### Items listed in a dataset
--- BEGIN ---

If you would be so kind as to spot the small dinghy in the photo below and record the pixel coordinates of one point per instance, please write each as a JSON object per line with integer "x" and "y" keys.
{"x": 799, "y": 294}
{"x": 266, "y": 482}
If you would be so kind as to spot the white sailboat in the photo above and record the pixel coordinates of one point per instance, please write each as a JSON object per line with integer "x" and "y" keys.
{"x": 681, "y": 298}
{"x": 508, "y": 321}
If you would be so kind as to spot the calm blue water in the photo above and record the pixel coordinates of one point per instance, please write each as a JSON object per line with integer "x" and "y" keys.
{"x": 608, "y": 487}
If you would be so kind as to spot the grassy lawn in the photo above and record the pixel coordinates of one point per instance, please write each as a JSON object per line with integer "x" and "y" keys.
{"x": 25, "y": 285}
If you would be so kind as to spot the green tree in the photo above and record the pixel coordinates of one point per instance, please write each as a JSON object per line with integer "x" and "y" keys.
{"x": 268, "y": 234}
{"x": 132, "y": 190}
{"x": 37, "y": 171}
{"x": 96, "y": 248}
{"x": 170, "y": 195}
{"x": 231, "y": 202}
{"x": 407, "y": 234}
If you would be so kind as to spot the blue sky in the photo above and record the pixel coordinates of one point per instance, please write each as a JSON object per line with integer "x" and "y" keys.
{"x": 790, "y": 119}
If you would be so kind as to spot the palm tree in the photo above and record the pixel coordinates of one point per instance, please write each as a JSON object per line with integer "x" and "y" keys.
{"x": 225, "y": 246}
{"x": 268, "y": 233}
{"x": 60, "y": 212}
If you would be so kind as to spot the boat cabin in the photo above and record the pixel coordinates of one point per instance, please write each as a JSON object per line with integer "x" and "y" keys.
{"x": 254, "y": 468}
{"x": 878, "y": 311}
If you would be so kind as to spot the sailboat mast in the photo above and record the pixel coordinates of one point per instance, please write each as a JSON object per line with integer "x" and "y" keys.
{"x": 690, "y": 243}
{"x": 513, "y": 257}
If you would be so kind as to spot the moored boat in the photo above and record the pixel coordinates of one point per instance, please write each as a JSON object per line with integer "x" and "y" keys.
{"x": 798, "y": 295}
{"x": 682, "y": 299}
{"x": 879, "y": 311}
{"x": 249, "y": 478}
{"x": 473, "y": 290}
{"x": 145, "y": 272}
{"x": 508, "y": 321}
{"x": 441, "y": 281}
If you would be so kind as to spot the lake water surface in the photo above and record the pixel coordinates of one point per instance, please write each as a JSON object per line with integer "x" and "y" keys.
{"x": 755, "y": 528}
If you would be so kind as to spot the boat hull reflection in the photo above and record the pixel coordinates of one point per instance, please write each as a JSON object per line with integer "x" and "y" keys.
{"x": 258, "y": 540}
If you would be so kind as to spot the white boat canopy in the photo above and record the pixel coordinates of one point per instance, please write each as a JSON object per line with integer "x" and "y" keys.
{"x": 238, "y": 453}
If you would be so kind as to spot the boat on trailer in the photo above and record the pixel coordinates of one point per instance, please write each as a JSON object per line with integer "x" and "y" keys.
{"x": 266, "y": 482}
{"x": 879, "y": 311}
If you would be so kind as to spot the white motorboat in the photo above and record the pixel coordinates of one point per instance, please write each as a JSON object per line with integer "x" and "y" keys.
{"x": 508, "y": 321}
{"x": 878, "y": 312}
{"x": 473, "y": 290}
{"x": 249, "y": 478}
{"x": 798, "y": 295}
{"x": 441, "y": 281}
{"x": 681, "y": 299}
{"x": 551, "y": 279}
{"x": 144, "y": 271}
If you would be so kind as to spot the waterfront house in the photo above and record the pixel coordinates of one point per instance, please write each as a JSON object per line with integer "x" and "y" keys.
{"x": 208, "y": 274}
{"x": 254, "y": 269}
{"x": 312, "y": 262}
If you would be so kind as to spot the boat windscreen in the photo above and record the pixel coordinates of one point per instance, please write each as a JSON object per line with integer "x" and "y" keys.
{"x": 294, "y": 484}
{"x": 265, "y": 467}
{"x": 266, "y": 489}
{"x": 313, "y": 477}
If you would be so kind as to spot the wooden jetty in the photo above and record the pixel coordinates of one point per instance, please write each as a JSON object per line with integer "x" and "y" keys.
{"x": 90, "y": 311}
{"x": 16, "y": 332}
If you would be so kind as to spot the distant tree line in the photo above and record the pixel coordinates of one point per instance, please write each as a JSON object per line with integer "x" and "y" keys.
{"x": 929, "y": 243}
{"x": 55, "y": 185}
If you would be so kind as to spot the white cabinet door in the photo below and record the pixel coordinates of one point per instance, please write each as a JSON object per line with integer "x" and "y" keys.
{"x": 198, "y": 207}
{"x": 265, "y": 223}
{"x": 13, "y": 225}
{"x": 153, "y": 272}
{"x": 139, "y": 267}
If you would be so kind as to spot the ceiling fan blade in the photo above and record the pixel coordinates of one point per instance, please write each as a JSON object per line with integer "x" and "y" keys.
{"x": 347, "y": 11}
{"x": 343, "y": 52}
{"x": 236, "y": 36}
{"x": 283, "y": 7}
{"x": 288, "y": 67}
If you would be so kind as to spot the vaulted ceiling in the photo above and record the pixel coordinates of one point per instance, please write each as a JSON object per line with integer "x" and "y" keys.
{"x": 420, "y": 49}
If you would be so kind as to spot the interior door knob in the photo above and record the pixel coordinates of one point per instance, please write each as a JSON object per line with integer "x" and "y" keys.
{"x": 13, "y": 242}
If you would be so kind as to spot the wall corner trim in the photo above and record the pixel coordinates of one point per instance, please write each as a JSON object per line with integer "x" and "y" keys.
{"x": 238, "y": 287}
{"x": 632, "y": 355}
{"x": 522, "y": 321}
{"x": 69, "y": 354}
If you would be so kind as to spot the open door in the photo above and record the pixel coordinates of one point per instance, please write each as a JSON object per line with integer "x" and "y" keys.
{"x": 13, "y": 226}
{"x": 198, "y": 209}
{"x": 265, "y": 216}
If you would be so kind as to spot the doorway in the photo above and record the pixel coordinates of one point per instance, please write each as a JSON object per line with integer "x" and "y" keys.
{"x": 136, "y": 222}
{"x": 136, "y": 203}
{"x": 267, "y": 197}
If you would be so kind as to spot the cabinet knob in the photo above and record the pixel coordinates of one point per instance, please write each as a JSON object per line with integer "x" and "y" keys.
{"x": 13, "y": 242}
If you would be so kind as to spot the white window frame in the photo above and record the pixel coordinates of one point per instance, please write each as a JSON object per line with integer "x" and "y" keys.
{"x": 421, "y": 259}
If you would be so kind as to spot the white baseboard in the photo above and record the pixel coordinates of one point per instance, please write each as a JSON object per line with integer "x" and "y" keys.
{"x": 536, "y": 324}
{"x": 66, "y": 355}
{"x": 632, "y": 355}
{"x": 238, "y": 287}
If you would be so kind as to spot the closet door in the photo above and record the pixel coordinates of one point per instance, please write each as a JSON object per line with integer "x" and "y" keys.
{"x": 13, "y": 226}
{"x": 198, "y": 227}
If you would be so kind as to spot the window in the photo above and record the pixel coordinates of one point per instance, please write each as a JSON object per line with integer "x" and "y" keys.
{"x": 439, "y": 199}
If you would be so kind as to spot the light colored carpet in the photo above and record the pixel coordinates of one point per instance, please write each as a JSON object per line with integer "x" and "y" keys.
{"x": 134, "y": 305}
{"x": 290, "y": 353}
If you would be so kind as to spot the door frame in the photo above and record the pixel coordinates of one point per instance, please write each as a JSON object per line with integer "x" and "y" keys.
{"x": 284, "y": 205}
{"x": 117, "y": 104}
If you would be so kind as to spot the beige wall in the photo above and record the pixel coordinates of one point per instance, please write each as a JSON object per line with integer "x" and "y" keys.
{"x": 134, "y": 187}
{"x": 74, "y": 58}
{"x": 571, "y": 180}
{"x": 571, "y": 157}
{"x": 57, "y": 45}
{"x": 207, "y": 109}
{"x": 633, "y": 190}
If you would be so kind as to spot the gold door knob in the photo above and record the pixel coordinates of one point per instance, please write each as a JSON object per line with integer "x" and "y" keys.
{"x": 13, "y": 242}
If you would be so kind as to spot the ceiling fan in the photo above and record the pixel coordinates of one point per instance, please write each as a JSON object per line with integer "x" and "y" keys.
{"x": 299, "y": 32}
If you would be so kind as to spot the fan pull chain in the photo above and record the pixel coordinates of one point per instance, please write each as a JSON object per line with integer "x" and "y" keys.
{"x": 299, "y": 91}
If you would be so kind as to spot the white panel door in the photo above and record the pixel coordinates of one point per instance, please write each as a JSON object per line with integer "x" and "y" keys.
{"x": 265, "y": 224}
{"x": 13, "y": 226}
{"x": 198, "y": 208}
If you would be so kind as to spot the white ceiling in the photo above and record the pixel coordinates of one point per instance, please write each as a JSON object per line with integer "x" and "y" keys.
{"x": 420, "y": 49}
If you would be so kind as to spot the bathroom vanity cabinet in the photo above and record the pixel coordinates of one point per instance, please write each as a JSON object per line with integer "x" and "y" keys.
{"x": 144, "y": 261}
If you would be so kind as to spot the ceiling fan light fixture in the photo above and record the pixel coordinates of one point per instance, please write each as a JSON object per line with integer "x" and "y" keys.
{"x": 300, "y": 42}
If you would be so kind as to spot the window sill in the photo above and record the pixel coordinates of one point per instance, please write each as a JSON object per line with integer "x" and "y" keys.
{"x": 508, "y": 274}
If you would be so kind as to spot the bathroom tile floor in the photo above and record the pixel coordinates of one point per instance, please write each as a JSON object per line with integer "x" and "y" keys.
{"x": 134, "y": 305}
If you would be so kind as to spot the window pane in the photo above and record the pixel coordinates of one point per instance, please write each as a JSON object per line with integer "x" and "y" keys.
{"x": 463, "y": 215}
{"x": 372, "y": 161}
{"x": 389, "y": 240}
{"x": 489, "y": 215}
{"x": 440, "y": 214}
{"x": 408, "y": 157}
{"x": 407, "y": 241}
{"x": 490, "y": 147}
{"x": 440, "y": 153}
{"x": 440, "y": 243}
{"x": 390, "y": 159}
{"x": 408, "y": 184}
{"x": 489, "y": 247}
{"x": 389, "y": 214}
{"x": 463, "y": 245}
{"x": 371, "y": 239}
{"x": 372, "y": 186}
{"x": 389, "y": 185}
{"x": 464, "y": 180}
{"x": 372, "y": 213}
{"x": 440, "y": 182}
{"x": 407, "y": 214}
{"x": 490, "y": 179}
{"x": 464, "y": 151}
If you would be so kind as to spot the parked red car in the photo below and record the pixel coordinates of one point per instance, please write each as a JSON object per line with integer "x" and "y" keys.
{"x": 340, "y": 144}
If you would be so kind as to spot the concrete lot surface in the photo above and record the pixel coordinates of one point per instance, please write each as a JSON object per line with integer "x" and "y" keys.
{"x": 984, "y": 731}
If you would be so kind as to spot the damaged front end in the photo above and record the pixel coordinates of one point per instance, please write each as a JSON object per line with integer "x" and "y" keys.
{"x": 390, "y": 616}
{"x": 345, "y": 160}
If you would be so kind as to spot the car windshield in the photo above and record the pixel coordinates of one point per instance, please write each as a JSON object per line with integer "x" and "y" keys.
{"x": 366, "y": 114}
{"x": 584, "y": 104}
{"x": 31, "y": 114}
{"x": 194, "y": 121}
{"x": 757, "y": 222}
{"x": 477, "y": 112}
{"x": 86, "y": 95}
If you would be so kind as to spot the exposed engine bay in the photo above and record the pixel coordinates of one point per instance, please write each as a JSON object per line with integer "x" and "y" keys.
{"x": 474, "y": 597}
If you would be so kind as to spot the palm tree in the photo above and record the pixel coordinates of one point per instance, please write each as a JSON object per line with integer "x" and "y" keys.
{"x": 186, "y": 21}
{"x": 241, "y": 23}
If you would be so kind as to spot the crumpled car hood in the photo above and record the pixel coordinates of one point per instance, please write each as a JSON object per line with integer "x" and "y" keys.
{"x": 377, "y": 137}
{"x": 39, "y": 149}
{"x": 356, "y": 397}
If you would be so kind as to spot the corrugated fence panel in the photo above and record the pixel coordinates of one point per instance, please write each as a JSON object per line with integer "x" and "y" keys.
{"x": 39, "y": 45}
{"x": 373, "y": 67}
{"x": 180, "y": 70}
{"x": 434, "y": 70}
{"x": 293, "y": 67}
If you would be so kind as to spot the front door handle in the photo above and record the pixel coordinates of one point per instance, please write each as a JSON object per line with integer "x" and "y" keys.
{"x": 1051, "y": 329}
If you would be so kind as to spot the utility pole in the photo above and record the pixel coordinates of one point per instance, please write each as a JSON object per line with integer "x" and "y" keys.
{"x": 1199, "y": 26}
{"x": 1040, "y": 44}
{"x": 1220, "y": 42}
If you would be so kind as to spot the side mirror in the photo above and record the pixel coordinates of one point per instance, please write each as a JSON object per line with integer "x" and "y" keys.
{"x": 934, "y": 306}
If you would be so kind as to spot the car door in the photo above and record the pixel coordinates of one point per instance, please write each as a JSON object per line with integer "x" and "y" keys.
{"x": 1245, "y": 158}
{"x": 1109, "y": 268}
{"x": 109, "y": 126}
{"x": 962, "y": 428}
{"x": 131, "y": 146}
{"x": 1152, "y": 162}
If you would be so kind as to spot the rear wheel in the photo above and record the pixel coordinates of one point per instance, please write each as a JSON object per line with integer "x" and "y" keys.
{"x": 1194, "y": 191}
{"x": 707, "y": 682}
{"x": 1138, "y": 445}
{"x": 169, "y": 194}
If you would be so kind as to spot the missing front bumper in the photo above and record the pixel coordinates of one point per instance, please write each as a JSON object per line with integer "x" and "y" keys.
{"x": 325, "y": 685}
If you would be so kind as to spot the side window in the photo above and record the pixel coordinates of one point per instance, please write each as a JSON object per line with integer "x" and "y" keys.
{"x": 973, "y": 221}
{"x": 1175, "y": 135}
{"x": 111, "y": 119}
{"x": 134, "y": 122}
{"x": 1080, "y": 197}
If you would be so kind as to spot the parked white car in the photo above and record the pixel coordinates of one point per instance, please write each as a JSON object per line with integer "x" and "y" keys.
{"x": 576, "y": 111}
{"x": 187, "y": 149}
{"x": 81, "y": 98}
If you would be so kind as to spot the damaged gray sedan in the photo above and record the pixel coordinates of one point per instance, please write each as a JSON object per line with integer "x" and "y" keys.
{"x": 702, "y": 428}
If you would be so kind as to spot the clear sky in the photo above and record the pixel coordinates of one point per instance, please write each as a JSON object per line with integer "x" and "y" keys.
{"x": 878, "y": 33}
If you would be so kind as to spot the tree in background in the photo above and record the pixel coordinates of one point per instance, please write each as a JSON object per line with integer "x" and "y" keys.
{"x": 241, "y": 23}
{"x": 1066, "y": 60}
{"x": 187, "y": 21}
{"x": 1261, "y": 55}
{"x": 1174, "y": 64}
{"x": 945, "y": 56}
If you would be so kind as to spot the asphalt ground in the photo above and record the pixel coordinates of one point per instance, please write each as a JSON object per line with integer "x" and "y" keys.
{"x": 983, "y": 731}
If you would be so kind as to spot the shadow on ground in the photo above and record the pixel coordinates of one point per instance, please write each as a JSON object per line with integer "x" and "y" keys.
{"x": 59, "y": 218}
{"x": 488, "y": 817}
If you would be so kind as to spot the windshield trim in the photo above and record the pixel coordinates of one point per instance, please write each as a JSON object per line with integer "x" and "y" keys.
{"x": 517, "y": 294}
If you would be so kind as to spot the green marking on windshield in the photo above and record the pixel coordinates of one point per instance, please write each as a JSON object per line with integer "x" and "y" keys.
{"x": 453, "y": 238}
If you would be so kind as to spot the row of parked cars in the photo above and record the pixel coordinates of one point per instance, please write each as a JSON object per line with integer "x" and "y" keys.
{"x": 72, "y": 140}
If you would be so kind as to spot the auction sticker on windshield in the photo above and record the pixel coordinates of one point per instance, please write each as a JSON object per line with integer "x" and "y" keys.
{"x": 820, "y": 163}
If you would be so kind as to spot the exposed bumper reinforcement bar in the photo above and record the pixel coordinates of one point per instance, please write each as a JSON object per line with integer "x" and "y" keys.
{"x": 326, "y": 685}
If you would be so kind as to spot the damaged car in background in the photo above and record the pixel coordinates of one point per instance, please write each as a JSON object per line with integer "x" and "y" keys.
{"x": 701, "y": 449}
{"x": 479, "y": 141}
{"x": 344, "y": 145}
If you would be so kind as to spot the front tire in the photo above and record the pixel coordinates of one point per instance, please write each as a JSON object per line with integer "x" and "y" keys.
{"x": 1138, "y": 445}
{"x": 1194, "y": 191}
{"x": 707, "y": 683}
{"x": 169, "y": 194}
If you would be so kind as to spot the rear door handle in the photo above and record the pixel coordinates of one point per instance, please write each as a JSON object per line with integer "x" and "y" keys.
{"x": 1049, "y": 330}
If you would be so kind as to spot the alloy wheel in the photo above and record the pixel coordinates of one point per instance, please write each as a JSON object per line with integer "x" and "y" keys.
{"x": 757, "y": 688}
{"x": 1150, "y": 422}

--- END ---

### WHAT IS ASKED
Each line from the one containing "If you would be so kind as to spot the auction" through the end of the entries, both included, is to be returned exactly, with no other lines.

### EXERCISE ANSWER
If you would be so kind as to spot the auction sticker on windshield in the photo above and record the pixel coordinates of one point per instance, please write each as a JSON object per line with integer "x" and "y" keys.
{"x": 820, "y": 163}
If you would be so kind as to spot the exposed bumper reinforcement bar in the photo above and record the pixel coordinates of one point per instance, please write each as a JSON object per line with integer "x" and "y" keys.
{"x": 326, "y": 685}
If you would be so kind as to spot the damaged car in background in the photo above and record the pixel coordinates of one point per instance, please write each as a JSON object per line with integer "x" and "y" keys.
{"x": 701, "y": 449}
{"x": 479, "y": 141}
{"x": 344, "y": 145}
If you would be so kind as to spot the front tire in the photo above and record the pixel coordinates of one point per instance, please write each as a JSON object per line with integer "x" and "y" keys.
{"x": 1138, "y": 445}
{"x": 1194, "y": 191}
{"x": 707, "y": 683}
{"x": 169, "y": 194}
If you would be so kind as to spot the rear door handle in the photo above and record the pixel coordinates of one point per instance, please write each as a JSON object per line with integer "x" and "y" keys.
{"x": 1049, "y": 330}
If you would be so kind as to spot the alloy wheel in the photo above and record the pixel coordinates of one point per instance, please write each as a JSON object per line with integer "x" and "y" keys.
{"x": 757, "y": 688}
{"x": 1150, "y": 422}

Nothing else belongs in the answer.